Stored data entries:
Segment Open
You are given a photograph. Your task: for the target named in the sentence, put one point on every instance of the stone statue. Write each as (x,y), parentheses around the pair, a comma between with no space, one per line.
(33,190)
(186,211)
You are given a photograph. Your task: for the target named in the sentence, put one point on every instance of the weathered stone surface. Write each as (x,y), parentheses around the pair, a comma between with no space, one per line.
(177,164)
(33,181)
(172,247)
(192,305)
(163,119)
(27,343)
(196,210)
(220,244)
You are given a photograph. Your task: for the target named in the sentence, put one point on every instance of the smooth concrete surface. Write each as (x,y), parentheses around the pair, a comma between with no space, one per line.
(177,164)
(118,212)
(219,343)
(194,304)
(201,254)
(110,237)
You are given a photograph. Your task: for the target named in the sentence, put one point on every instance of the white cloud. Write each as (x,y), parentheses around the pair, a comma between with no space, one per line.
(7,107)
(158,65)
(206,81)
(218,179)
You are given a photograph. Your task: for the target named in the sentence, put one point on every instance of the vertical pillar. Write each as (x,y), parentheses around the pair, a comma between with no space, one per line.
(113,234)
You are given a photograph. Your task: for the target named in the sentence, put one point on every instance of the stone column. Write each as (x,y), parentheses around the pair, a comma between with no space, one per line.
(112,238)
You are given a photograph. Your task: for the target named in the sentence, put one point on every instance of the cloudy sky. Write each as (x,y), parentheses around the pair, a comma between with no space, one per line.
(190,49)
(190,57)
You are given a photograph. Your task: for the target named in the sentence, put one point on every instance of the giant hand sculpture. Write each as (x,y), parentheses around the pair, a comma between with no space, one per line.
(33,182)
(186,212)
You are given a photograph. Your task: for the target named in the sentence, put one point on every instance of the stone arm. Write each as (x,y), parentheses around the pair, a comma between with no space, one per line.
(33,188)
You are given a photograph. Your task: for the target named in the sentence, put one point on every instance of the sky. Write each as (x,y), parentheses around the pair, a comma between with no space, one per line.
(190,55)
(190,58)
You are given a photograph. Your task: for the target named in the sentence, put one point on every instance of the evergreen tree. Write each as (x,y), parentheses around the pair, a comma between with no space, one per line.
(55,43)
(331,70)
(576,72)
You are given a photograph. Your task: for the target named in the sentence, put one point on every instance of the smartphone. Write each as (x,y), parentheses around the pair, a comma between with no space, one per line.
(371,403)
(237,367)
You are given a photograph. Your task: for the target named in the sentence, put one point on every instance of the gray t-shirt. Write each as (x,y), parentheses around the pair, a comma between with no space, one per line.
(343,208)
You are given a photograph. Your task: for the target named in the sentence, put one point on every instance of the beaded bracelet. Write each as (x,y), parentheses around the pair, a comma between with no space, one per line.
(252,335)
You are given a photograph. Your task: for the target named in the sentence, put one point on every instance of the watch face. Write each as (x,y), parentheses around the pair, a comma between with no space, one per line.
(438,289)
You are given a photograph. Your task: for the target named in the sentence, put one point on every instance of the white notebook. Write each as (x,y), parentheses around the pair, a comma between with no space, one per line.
Segment Closed
:: EXERCISE DETAILS ::
Please copy each entry. Leave nothing out.

:: RESULT BELOW ::
You are given a photograph. Your task: for the target named in the sentence, put one point on every instance of the stone statue. Write each as (x,y), parentheses around the pair, a comma between with no space, one per line.
(33,190)
(186,211)
You are given a photograph. Your task: for the target named in the sentence, put one point on every instance of the weathered stone surface. Write each as (x,y), parentheses around the pair, a comma between with no space, one per line.
(177,164)
(33,181)
(172,247)
(192,305)
(163,119)
(27,343)
(196,210)
(220,244)
You are given a photograph. Your task: for the target named in the sentence, put one point on every instance of the smooth concrete surface. Write each as (x,y), parentheses around the pair, a comma between with no space, one per line.
(177,164)
(118,212)
(219,343)
(194,304)
(201,254)
(110,237)
You are given a photograph. Your task: for the target named in the sentence, put one point on every instance of the white cloud. Write each as (x,y), parentheses around the pair, a comma between with no space, one per line.
(7,107)
(158,65)
(206,81)
(218,179)
You are given a photograph. Your task: for the target named in the sentence, put one point on every instance of the vertical pillar. Write each as (x,y), parentheses around the pair, a comma between with no space, one per line.
(113,234)
You are given a photograph. Your task: for the target named in the sentence, put one point on every instance of the stone column. Write each as (x,y), parentheses around the pair, a comma between with no space, one per line.
(112,238)
You are given a photograph. Your task: for the target named in the sentence, put one point on every instance of the cloudy sky. Write each as (x,y), parentheses around the pair, a comma between with no space, one per line.
(190,49)
(190,57)
You are given a photograph. Your task: for the target named in the sentence, put one point on every instance of the giant hand sculpture. Write each as (x,y), parentheses around the pair, a comma between with no space, one per line.
(33,182)
(186,212)
You are given a photograph. Your task: for the target named in the sentence, put one point on every instance of the stone arm. Write each as (x,y), parentheses around the pair, a comma between with no space, one per line.
(33,188)
You are given a photograph. Your task: for the target named in the sentence, put one point on every instance of the sky. Write each as (x,y), parentheses around the pair, a comma between with no space, one per line.
(190,55)
(190,58)
You are given a photograph. Your task: for the target named in the sentence, put one point on every instance of the evergreen tree. Write each as (x,y), parentheses around the pair, a comma between with no space, one per line.
(55,43)
(331,70)
(576,72)
You are given a photograph. Your task: for the target named in the sentence, put one point on every instance of the smartphone. Write each as (x,y), parentheses around the pair, a comma between with no space, one per line.
(371,403)
(237,367)
You are given a photograph. Your task: for the target named in the sentence, put one point on every instance of the gray t-shirt. Write each as (x,y), parentheses around the pair, a comma between with no space, one per line.
(343,208)
You are given a photograph. Your task: for the target named in the sentence, put one point on every instance of the beaded bracelet. Write each as (x,y), parentheses around the pair, a comma between with no space, one per line.
(252,335)
You are given a photograph. Your task: for the target named in the sentence, put one point on every instance of the watch face. Write each as (x,y), parentheses around the pair, a comma between with no space, one per line.
(438,289)
You are given a photograph. Your task: for the target named in the sentence, put one point on every instance of the white notebook. Write each as (x,y), parentheses around the pair, a comma between with no space, one per line.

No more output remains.